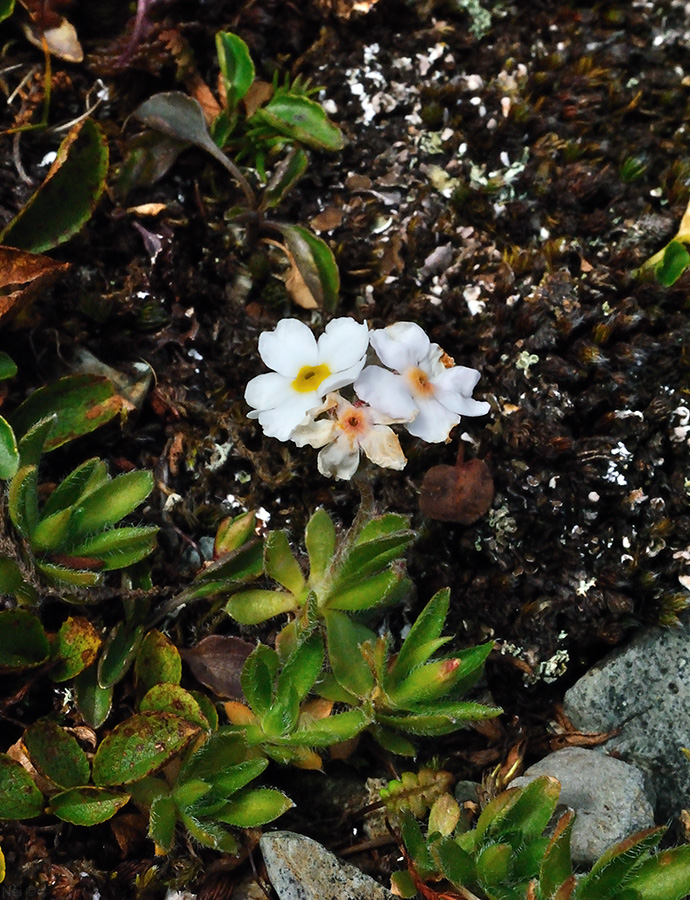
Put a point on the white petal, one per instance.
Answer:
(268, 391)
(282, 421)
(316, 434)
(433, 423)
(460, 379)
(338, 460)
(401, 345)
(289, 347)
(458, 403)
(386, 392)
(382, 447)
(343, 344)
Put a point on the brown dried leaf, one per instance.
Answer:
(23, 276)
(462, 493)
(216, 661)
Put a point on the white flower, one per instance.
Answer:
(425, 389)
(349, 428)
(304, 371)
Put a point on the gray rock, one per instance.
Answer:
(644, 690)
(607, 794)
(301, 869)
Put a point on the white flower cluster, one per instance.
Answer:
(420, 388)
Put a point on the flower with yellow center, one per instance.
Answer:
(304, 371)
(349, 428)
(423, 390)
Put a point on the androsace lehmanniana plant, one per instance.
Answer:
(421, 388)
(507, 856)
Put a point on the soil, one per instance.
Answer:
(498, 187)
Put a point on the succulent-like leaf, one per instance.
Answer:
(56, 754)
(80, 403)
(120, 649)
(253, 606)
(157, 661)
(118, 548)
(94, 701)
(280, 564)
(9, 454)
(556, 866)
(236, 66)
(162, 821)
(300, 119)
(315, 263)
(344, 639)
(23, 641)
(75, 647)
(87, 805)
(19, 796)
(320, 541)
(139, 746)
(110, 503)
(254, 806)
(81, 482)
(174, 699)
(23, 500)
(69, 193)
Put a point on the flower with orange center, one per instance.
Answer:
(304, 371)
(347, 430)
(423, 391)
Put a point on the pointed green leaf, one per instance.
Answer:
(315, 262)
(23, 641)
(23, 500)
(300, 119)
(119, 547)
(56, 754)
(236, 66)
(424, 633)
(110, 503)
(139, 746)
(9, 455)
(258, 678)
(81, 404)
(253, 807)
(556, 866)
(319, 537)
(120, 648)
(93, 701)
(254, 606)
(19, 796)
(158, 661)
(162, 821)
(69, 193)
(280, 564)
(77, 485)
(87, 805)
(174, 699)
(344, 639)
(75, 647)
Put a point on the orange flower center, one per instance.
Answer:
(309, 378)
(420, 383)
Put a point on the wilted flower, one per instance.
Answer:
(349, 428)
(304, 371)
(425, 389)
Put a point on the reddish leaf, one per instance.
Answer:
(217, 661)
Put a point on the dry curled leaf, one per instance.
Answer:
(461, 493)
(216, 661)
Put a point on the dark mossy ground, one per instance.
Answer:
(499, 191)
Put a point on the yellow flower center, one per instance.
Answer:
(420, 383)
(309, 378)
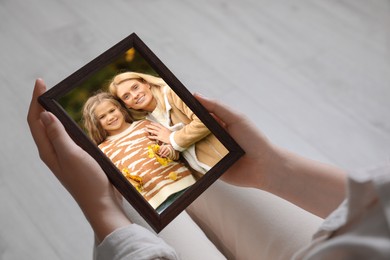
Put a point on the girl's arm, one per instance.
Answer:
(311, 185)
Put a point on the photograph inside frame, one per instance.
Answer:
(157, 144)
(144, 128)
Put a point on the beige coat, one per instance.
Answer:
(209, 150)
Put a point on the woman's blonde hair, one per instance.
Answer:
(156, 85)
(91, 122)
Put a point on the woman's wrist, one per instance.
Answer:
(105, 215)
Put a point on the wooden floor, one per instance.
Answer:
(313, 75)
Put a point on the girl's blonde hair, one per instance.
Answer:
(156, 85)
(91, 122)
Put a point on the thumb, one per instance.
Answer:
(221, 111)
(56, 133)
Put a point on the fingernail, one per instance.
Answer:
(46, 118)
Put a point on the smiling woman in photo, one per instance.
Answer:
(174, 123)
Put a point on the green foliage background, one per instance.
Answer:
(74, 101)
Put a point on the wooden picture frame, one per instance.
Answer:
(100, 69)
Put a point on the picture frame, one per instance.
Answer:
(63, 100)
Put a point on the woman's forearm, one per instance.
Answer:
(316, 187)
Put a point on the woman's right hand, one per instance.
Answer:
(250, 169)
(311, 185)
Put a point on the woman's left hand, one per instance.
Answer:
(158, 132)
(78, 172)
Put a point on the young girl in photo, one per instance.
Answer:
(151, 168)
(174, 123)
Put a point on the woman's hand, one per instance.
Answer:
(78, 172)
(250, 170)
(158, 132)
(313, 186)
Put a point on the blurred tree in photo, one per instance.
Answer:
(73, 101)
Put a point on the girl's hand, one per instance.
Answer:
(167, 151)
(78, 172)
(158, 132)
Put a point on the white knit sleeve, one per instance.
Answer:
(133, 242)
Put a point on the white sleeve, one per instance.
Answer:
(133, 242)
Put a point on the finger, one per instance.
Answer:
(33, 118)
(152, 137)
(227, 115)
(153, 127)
==
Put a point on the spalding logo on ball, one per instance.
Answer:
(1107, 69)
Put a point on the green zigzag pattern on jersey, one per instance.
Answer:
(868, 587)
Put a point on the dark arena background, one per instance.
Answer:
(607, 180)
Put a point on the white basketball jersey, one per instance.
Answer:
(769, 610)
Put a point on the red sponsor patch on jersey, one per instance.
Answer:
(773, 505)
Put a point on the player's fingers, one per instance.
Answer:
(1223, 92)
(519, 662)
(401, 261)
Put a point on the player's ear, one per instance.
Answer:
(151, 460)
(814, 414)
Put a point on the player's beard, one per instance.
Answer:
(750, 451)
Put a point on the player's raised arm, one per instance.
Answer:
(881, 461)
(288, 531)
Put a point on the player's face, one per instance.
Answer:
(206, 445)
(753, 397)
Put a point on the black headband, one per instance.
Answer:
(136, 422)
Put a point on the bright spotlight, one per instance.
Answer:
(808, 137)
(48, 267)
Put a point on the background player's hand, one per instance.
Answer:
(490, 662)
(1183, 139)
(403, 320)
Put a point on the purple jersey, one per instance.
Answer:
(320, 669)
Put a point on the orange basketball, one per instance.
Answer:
==
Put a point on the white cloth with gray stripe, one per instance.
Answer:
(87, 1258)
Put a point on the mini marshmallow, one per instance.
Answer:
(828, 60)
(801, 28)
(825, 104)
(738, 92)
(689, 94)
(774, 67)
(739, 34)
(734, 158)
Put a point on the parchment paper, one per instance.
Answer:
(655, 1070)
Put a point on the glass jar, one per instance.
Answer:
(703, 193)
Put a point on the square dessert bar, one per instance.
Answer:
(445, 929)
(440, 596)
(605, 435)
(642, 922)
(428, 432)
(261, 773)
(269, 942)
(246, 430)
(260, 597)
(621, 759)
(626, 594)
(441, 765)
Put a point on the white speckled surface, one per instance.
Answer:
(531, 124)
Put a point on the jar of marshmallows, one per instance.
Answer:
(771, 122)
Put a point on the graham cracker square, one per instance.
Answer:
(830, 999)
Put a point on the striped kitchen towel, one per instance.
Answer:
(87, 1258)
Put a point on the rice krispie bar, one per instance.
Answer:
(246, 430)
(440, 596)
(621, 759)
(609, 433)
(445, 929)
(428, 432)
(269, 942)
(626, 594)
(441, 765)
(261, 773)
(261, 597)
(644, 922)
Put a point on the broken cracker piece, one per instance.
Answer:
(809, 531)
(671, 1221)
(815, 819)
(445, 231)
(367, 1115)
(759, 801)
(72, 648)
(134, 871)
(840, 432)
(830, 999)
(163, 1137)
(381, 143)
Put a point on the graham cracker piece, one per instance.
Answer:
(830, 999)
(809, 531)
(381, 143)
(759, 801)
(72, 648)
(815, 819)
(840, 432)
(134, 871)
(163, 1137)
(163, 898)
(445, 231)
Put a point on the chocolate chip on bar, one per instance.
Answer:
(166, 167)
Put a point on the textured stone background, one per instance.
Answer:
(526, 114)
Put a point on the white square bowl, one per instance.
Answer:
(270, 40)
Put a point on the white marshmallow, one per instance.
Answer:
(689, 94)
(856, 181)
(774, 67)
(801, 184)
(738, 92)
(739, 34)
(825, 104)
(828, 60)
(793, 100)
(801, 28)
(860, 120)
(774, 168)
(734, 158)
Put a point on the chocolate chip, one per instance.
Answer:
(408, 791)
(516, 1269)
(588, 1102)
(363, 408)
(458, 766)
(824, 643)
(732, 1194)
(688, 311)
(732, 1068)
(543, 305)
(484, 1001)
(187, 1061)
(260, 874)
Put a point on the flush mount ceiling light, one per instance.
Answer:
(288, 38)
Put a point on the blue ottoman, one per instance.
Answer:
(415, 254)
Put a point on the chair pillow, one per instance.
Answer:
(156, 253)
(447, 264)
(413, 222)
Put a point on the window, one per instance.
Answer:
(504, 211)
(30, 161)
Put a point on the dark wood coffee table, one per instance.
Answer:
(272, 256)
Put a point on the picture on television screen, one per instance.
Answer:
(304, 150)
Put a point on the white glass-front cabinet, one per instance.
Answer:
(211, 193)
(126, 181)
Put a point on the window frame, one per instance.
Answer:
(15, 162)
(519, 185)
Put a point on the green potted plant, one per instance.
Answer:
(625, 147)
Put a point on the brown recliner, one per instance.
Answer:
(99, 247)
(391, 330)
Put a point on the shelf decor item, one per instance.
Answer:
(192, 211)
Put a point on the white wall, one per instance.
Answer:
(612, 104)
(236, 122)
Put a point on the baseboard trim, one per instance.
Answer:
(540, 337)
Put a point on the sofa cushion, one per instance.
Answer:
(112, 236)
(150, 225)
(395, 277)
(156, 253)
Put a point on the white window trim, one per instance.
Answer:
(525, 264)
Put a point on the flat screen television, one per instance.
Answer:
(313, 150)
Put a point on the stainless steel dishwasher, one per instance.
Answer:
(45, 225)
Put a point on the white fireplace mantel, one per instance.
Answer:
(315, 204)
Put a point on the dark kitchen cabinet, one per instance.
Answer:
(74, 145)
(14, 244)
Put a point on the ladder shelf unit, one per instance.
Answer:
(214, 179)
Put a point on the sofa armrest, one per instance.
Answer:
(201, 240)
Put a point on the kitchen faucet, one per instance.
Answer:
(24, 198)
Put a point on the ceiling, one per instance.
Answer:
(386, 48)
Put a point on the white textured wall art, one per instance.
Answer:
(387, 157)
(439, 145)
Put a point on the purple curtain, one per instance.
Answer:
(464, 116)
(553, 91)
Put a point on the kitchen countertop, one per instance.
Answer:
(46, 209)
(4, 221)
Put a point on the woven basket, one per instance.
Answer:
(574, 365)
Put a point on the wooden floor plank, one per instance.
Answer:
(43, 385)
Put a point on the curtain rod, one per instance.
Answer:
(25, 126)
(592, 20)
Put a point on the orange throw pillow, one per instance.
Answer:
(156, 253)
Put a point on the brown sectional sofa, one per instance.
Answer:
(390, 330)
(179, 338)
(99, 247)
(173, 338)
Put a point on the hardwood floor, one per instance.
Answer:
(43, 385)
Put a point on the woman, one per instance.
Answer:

■ TASK REQUIREMENTS
Find every line in the records that uses the string "graham", then copy it.

■ RESPONSE TO THIS TASK
Put a point on the graham cracker square, one per instance.
Put a point on the graham cracker piece, one per instance.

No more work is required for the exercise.